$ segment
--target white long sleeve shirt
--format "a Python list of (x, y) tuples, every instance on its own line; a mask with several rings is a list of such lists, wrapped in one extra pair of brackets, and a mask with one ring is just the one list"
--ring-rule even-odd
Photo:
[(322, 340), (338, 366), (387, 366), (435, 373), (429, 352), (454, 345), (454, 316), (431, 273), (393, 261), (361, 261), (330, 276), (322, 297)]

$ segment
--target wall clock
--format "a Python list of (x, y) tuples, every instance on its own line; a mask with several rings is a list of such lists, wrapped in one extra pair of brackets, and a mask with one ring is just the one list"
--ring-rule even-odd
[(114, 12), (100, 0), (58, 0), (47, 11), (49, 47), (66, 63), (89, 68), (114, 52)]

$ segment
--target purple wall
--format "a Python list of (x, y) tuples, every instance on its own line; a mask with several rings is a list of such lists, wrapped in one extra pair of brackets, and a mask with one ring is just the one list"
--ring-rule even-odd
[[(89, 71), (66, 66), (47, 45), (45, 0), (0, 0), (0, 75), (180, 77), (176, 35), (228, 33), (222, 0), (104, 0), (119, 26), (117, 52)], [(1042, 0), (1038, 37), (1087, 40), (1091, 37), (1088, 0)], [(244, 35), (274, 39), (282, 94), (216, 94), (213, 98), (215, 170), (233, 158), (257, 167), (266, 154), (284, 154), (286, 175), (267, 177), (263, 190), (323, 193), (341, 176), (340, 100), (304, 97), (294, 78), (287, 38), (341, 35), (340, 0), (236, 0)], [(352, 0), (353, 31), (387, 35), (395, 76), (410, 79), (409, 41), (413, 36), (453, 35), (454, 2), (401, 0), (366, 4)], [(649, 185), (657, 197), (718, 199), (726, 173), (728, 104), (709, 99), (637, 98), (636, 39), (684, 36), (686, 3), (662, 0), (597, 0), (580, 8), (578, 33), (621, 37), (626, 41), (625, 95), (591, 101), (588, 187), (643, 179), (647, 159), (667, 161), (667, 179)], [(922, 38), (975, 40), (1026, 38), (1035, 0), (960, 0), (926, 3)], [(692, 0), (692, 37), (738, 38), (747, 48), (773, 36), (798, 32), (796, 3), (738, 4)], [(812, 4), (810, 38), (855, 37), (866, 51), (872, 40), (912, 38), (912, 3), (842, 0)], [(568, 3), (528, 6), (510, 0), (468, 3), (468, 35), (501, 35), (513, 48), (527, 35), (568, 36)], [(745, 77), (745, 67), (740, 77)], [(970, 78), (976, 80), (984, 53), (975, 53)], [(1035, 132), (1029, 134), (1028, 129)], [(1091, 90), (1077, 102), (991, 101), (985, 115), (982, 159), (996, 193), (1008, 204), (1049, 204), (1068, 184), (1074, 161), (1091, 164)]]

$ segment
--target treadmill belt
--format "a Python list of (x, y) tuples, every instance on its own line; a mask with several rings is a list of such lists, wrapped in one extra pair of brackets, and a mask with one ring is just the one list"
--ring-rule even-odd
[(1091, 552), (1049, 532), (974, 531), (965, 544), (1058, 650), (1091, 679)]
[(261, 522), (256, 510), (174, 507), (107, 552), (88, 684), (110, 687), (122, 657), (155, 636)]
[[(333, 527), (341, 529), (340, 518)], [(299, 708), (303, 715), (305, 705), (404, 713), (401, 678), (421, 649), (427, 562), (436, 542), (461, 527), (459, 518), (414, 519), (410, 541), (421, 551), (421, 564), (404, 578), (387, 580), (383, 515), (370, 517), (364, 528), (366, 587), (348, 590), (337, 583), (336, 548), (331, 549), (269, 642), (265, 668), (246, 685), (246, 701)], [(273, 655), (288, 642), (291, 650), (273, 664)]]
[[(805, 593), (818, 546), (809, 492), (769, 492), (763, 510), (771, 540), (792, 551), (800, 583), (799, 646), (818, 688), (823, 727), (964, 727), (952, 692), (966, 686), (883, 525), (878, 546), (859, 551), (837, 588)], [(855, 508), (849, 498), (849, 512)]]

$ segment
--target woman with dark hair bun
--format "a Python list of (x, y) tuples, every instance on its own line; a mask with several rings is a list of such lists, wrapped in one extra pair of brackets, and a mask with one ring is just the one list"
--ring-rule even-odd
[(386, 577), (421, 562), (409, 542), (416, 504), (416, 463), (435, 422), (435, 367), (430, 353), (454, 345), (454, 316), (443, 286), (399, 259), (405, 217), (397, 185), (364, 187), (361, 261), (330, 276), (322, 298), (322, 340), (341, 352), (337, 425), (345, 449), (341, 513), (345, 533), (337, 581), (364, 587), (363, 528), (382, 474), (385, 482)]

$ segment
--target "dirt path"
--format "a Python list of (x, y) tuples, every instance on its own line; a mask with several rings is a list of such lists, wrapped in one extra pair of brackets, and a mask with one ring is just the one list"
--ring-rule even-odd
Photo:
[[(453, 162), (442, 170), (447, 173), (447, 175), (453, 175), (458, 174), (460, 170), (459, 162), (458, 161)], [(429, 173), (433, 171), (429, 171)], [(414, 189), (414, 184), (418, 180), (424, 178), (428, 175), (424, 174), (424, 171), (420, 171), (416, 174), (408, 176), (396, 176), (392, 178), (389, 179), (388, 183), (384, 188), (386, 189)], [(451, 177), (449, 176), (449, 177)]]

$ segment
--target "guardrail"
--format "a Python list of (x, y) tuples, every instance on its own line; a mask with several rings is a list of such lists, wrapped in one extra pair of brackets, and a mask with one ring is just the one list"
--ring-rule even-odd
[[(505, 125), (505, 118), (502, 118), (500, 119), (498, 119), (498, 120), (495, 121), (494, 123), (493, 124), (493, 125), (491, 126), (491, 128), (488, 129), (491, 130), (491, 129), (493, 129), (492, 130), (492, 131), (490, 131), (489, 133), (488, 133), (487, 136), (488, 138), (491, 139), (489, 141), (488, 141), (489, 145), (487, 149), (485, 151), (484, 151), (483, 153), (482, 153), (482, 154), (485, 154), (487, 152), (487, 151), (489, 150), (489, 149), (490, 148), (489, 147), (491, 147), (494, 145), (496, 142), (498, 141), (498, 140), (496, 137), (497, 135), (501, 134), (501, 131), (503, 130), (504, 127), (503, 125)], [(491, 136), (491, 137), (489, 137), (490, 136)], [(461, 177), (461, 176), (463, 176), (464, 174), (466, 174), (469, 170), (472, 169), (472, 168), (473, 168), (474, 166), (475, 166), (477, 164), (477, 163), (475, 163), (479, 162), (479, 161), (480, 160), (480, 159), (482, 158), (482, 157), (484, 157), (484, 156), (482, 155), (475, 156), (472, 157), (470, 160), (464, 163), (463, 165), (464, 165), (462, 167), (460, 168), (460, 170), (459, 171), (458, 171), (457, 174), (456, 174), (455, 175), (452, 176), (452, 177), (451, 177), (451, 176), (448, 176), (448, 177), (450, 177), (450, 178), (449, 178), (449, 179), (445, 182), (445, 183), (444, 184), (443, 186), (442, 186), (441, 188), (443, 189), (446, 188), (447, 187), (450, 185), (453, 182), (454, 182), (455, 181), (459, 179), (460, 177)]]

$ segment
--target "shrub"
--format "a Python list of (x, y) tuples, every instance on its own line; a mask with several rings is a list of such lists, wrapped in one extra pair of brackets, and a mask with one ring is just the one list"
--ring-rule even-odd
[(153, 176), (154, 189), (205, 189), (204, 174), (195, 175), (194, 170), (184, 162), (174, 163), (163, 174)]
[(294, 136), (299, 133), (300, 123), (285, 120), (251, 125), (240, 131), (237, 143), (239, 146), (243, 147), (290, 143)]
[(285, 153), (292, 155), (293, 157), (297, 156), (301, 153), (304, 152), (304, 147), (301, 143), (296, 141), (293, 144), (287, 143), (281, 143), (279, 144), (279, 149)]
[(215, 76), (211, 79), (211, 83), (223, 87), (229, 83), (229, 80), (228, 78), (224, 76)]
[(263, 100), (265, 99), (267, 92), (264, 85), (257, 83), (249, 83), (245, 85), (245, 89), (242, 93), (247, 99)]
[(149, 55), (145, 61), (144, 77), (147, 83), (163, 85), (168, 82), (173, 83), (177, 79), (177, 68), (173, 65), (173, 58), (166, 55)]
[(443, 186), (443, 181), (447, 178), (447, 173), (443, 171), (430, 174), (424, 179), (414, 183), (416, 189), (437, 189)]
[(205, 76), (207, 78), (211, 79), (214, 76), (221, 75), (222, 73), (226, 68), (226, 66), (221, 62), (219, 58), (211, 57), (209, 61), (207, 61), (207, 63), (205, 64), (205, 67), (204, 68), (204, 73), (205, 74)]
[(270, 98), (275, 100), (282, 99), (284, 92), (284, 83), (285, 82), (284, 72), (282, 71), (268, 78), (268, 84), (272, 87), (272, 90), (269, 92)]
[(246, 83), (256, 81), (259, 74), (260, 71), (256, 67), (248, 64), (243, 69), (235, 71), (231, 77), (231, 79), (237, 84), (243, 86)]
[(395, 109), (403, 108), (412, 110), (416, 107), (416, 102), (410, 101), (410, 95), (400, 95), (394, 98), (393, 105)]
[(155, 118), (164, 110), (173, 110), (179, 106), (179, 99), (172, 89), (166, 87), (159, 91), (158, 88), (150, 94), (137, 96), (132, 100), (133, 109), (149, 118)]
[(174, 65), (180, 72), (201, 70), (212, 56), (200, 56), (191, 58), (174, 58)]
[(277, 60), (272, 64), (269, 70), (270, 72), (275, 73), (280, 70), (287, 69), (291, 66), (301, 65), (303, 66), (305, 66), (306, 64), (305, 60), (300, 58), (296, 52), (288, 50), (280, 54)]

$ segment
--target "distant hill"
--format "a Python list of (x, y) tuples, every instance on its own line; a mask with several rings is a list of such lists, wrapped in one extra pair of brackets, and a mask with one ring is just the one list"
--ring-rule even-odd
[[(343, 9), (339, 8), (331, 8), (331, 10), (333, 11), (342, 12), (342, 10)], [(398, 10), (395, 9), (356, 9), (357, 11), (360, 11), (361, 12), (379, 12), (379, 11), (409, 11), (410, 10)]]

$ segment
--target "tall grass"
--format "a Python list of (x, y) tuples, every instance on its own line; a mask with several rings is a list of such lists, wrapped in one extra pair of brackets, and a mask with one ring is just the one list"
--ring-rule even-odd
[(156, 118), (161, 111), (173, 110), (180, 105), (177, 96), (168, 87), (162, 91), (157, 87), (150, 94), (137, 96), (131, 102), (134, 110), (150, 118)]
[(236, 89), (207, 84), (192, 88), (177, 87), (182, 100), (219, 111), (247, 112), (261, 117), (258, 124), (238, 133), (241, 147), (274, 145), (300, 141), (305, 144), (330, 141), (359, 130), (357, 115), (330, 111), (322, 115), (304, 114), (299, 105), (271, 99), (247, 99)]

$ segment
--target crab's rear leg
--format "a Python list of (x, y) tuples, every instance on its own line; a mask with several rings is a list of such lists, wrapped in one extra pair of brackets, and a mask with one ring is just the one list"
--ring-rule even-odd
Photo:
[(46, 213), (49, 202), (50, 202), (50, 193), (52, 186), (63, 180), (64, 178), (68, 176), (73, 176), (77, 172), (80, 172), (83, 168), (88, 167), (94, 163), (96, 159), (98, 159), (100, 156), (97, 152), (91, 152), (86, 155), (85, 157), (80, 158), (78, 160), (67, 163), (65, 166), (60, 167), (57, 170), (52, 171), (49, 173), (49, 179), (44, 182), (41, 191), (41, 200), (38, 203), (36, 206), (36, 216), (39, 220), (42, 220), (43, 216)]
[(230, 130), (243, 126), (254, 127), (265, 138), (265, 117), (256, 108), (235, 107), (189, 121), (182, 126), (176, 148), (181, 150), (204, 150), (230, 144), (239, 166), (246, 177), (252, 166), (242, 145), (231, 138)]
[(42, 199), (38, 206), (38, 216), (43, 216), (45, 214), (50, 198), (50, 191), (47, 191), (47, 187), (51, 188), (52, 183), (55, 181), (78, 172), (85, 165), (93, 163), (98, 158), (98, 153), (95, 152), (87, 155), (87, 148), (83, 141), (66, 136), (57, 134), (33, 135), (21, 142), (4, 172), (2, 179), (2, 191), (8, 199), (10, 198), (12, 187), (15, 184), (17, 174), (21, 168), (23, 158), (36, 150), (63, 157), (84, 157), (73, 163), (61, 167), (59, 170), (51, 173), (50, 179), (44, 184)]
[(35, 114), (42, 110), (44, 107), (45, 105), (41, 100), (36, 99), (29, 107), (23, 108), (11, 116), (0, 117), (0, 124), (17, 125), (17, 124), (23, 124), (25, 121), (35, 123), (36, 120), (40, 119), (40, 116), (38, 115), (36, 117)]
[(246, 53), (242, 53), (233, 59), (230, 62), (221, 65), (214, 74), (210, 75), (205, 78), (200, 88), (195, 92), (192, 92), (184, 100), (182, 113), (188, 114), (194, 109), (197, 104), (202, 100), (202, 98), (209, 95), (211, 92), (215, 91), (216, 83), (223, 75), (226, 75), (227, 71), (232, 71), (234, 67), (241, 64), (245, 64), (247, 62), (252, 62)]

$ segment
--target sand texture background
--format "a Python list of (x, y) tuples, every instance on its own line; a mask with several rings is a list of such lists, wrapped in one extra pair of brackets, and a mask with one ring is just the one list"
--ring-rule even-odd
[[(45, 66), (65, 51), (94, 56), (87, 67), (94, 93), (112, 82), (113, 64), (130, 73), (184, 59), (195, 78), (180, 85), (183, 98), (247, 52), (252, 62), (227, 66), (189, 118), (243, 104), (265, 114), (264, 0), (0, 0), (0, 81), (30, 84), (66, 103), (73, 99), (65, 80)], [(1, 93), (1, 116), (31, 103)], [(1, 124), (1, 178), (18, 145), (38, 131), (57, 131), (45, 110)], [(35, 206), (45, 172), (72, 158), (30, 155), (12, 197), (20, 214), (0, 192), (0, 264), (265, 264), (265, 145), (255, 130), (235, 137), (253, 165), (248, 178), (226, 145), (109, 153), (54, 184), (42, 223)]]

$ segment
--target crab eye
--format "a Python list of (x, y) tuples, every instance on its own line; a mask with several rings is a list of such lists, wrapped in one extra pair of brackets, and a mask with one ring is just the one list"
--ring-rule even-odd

--------------------------------------------------

Update everything from the top of the items down to the line containing "276), (322, 297)]" by changing "white" to "black", leaving all else unchanged.

$ segment
--target black long sleeve shirt
--format "a Python list of (x, y) tuples, every instance on its own line; a mask with several rings is a list of such lists, wrapped in one extra pair of brackets, and a mask with one ring is just the one list"
--ring-rule even-odd
Photo:
[(322, 340), (338, 366), (387, 366), (435, 373), (429, 352), (454, 345), (454, 316), (431, 273), (393, 261), (361, 261), (330, 276), (322, 297)]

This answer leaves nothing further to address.